UNITED STATES DISTRICT COURT EASTERN DISTRICT OF MICHIGAN SOUTHERN DIVISION
Mar 2, 2020
Case No. 19-10049 (E.D. Mich. Mar. 2, 2020)

Opinion

Case No. 19-10049

03-02-2020

TAVARIS WILLIAMS, Plaintiff, v. SAGINAW COUNTY JAIL, et al., Defendants.


Sean F. Cox United States District Judge REPORT AND RECOMMENDATION: RULE 41B DISMISSAL AND MOTION TO DISMISS (ECF No. 32)

I. PROCEDURAL HISTORY

Plaintiff filed this pro se civil rights complaint on January 7, 2019. (ECF No. 1). On November 20, 2019, defendants filed a motion to dismiss or for summary judgment. (ECF No. 32). On November 25, 2019, the Court ordered plaintiff to respond to the motion by January 6, 2020. (ECF No. 33). In that Order, the Court warned plaintiff that "[f]ailure to file a response may result in sanctions, including granting all or part of the relief requested by the moving party." The order requiring a response was served on plaintiff at the address listed on file with the Court. On December 11, 2019, the Court received notice that the order requiring a response to the motion for summary judgment was returned as "undeliverable." (ECF No. 36). Given that plaintiff failed to keep his address updated and having not received plaintiff's response to the motion to dismiss, the Court issued a second order requiring plaintiff to show cause by February 21, 2020, why this matter should not be dismissed. (ECF No. 39). The Court warned that "Failure to timely or adequately respond in writing to this Order to Show Cause will result in a recommendation that this matter be dismissed under Rule 41(b)." The order to show cause was served on plaintiff at the address listed on file with the Court. However, the order to show cause was returned as "undeliverable" on February 6, 2020. (ECF No. 42). A number of other filings have also been returned as "undeliverable." (See ECF Nos. 34, 35, 41).

As of the date of this Report and Recommendation, plaintiff has not filed a response to either the court's order requiring a response to the motion to dismiss or to the order to show cause, nor has he provided an updated address. Consequently, for the reasons set forth below, the undersigned RECOMMENDS that plaintiff's complaint be DISMISSED with prejudice under Federal Rule of Civil Procedure 41(b) and that defendants' motion to dismiss or for summary judgment be TERMINATED as moot.

II. ANALYSIS AND CONCLUSIONS

Under Federal Rules of Civil Procedure 41(b), a federal court may sua sponte dismiss a claim for failure to prosecute or comply with an order. Link v. Wabash R.R. Co., 370 U.S. 626, 630-32 (1962); Steward v. City of Jackson, 8 Fed. Appx. 294, 296 (6th Cir. 2001). Indeed, the "authority of a federal trial court to dismiss a plaintiff's action with prejudice because of his failure to prosecute cannot seriously be doubted." Link, 370 U.S. at 629. "The power to invoke this sanction is necessary in order to prevent undue delays in the disposition of pending cases and to avoid congestion in the calendars of the District Courts." Link, 370 U.S. at 629-630. "[D]istrict courts possess broad discretion to sanction parties for failing to comply with procedural requirements." Tetro v. Elliott Popham Pontiac, Oldsmobile, Buick, and GMC Trucks, Inc., 173 F.3d 988, 991 (6th Cir. 1999), citing Carver v. Bunch, 946 F.2d 451, 453 (6th Cir. 1991). Further, "a district court can dismiss an action for noncompliance with a local rule ... if the behavior of the noncomplying party rises to the level of a failure to prosecute under Rule 41(b) of the Federal Rules of Civil Procedure." Tetro, 173 F.3d at 992.

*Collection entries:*
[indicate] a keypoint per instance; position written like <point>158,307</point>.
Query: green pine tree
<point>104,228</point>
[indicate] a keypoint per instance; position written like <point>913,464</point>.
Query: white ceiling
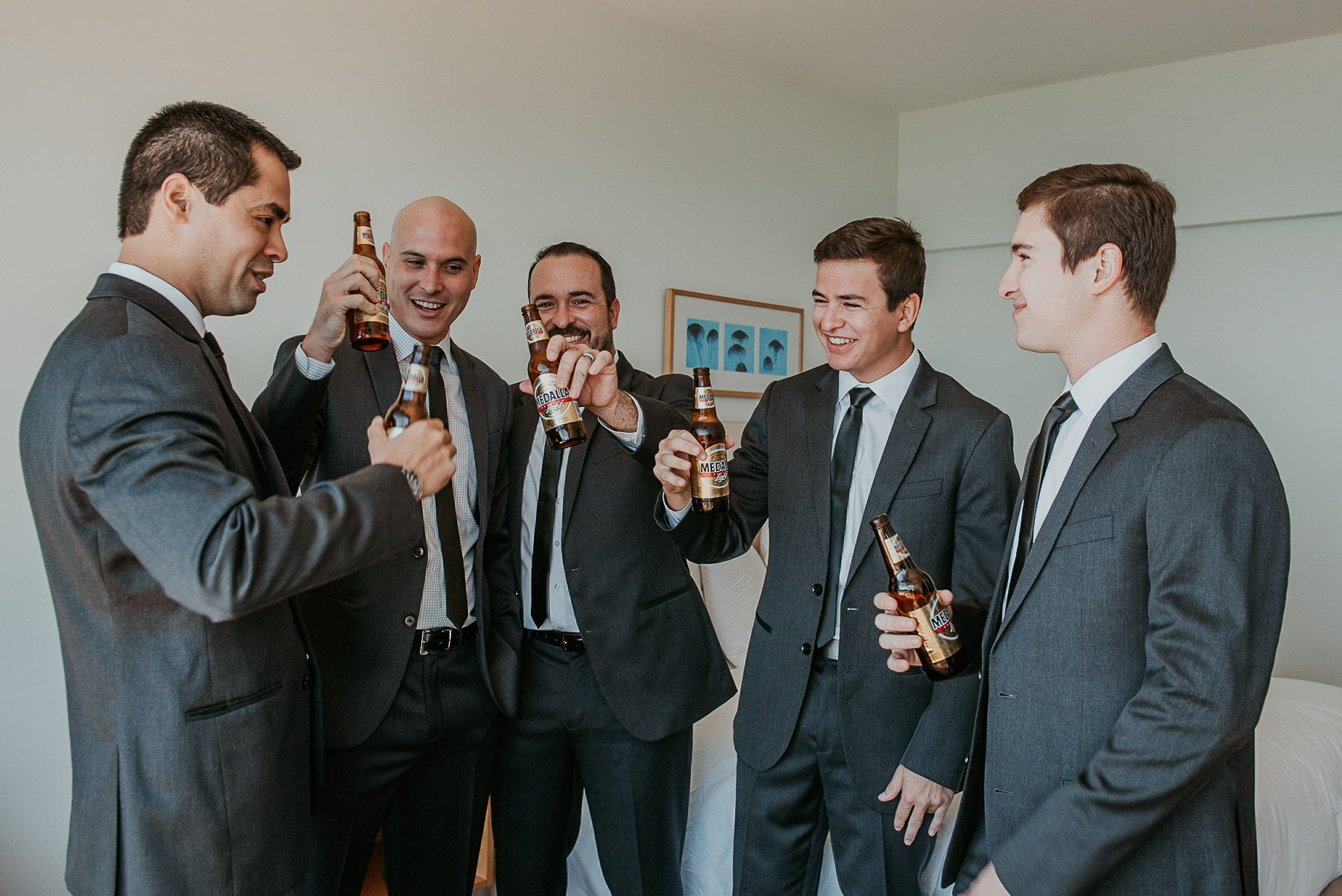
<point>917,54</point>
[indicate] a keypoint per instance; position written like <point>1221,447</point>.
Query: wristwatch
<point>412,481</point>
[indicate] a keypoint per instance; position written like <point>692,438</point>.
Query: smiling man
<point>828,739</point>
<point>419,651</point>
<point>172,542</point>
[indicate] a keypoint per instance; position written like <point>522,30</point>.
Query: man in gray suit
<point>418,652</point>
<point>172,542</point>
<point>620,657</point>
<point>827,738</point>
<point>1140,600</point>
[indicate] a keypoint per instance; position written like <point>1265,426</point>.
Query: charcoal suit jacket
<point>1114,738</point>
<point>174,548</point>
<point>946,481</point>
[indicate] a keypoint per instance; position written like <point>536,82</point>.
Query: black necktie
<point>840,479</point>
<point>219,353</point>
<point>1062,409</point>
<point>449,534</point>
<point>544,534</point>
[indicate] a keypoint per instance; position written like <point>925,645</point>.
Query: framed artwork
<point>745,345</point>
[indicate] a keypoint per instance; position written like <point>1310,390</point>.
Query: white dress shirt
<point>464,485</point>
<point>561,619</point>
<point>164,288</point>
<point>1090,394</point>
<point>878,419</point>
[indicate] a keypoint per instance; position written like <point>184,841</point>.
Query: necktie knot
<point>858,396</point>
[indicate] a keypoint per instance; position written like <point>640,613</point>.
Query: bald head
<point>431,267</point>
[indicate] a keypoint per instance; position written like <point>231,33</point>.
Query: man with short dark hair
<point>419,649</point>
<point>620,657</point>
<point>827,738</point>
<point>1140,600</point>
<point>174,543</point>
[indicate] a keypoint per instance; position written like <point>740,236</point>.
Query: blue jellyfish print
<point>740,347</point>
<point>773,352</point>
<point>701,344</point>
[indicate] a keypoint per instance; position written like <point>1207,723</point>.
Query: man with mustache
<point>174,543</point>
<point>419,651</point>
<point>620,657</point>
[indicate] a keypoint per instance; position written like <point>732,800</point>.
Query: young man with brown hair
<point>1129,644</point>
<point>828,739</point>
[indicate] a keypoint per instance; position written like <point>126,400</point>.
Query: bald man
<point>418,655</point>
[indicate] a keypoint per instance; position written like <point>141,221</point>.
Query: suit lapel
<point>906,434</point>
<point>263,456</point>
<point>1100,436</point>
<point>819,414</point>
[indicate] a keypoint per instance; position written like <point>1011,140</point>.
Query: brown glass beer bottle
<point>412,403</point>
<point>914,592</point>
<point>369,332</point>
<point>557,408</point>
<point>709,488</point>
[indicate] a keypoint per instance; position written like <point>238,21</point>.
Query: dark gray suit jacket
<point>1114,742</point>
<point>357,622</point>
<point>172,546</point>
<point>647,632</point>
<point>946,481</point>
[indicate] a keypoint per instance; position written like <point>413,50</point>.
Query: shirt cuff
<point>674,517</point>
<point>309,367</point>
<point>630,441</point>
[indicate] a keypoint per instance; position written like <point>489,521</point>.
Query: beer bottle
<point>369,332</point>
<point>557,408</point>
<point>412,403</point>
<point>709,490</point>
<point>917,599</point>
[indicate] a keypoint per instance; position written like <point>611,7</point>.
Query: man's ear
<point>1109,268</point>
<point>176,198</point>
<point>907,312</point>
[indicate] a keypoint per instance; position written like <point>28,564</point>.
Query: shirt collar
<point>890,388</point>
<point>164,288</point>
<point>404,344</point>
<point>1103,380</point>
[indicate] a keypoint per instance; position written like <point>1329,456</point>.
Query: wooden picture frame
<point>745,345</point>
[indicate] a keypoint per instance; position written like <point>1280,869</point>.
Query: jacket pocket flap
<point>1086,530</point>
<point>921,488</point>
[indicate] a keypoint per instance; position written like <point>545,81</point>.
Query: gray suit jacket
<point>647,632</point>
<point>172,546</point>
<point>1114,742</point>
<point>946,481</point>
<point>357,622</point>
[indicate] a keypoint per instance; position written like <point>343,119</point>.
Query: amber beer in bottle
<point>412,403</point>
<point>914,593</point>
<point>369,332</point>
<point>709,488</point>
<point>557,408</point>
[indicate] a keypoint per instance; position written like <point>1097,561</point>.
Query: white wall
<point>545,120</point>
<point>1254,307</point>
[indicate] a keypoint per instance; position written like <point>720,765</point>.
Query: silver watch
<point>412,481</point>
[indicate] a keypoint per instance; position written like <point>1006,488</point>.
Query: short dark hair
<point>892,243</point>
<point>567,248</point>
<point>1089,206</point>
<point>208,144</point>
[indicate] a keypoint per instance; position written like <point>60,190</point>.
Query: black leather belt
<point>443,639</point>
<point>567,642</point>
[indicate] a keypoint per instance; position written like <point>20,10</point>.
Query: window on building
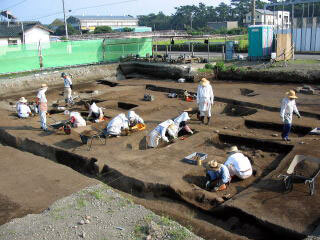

*REQUESTS:*
• a. Translate this sentence from the court opinion into Spanish: "The order to show cause was served on plaintiff at the address listed on file with the Court."
• b. Echo the court opinion word for word, starting with "TAVARIS WILLIAMS, Plaintiff, v." and going on through "DISMISS (ECF No. 32)".
• c. Proceed with the court opinion from the point where it stops, writing the next part of its analysis.

*ANSWERS GIVEN:*
• a. La orden para mostrar causa se notificó al demandante en la dirección que consta en los registros del Tribunal.

• b.
TAVARIS WILLIAMS, Plaintiff, v. SAGINAW COUNTY JAIL, et al., Defendants.


Sean F. Cox United States District Judge REPORT AND RECOMMENDATION: RULE 41B DISMISSAL AND MOTION TO DISMISS (ECF No. 32)

• c.
The Sixth Circuit considers four factors in reviewing the decision of a district court to dismiss a case for failure to prosecute:

(1) whether the party's failure is due to willfulness, bad faith, or fault; (2) whether the adversary was prejudiced by the dismissed party's conduct; (3) whether the dismissed party was warned that failure to cooperate could lead to dismissal; and (4) whether less drastic sanctions were imposed or considered before dismissal was ordered.
Wu v. T.W. Wang, Inc., 420 F.3d 641, 643 (6th Cir. 2005) (citing Knoll v. American Tel. & Tel. Co., 176 F.3d 359, 363 (6th Cir. 1999)). On balance, these factors weigh in favor of dismissal here. With respect to the first factor, similar to the facts in White v. Bouchard, 2008 WL 2216281, *5 (E.D. Mich. 2008), "it is not clear whether plaintiff's failure to prosecute is due to willfulness, bad faith or fault." Id. Regardless, "defendants cannot be expected to defend an action," that plaintiff has "apparently abandoned, not to mention the investment of time and resources expended to defend this case." Id. For these reasons, the first and second factors weigh in favor of dismissal.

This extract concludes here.